* **Stated exercise**: Starting at the line that contains "Can you find the river", quote each line exactly through the last line of the entries, both included.

------ Information shown

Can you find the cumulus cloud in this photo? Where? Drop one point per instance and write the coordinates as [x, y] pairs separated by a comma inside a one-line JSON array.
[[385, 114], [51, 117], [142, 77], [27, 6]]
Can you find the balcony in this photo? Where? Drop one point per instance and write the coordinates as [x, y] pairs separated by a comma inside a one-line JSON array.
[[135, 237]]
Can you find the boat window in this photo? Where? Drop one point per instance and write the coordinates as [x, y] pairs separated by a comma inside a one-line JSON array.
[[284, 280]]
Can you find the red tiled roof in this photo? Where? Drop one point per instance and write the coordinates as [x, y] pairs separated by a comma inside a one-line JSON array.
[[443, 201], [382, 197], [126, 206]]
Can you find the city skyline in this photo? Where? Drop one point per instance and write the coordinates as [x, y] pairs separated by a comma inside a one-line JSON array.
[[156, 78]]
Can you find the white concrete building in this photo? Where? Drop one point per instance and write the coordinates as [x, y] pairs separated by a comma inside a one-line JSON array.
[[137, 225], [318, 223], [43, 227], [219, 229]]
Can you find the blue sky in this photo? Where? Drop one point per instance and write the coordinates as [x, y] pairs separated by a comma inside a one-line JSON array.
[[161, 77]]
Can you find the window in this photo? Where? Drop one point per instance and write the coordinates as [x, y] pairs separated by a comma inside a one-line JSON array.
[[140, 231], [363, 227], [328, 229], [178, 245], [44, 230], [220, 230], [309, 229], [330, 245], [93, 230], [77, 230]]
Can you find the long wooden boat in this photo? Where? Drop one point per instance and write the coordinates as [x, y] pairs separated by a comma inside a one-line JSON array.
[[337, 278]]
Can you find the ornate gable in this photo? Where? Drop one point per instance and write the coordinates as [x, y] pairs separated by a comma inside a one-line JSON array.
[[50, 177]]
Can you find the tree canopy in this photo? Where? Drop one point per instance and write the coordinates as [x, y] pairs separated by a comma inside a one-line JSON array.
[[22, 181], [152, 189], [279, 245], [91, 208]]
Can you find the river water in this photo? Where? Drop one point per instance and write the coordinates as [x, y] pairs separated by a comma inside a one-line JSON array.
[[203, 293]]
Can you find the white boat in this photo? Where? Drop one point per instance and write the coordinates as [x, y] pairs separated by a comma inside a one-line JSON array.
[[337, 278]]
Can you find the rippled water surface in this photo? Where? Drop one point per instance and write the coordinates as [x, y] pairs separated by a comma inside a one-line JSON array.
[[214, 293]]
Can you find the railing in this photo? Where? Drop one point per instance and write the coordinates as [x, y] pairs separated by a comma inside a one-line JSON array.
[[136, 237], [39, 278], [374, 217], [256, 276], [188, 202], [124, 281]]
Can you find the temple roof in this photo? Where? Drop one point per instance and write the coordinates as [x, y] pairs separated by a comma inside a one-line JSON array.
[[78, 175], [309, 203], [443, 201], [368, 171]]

------------

* **Reply**:
Can you find the river water in this photo? Where? Drop one point per instance and write the coordinates as [x, y] pairs separated by a comma inside a one-line JSON array.
[[203, 293]]
Can you find the white boat in this photo? Where? Drop one point per instance and write the coordinates as [x, y] pairs separated by a comma inside a one-line JSON array.
[[337, 278]]
Can you find the rippled water surface in this photo? Where? Drop one point per instance and write the coordinates as [x, y] pairs separated by a comma inside a one-line JSON array.
[[214, 293]]
Can you find the railing in this photo? Where? Drop one point per instance and write the coordinates as [x, y] pairs separated by a comma inside a one-line JSON array.
[[136, 237], [39, 278], [374, 217], [256, 276], [188, 202], [124, 281]]
Can you find the temple roof in this photo? Where? Drop one point per instance and write the coordinates as [x, y] pairs separated by a comma inside a one-line JSON array.
[[78, 175], [309, 203], [443, 201], [368, 171]]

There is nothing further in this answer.